### WHAT THIS TASK INVOLVES
Where the line containing "Query: man's nose" appears, start copying; continue through the last line below and copy nothing else.

--- DATA IN THIS EXERCISE Enclosed Below ---

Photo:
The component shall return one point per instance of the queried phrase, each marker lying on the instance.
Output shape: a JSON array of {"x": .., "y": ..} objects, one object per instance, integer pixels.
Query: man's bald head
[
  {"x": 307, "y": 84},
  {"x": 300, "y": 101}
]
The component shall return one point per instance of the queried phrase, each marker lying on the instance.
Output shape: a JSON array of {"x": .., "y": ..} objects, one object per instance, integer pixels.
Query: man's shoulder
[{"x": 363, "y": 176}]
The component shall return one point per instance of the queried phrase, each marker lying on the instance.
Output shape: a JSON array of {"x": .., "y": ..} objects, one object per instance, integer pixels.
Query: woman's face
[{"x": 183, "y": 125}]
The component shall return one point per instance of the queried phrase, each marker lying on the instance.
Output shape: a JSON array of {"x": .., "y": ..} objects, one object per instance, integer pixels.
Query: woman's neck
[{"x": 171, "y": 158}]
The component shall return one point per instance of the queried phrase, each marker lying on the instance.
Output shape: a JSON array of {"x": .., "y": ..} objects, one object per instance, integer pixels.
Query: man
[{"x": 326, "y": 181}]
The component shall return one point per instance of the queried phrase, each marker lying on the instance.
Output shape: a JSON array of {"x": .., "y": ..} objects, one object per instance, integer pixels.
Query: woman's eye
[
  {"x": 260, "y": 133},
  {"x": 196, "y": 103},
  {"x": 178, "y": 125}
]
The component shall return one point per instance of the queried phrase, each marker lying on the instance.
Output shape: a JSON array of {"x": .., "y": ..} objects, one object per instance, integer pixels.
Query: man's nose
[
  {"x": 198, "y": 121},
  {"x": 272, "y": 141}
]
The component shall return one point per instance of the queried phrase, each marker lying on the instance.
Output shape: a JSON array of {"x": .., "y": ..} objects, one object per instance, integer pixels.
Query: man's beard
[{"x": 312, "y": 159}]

--- End of Enclosed DATA IN THIS EXERCISE ---

### RESULT
Query: man's nose
[
  {"x": 198, "y": 121},
  {"x": 272, "y": 141}
]
The component shall return one point per instance of the queried phrase, each marker lying on the instance.
Output shape: a JSON array of {"x": .., "y": ..} objects, one object per instance, integer pixels.
Query: man's beard
[{"x": 312, "y": 159}]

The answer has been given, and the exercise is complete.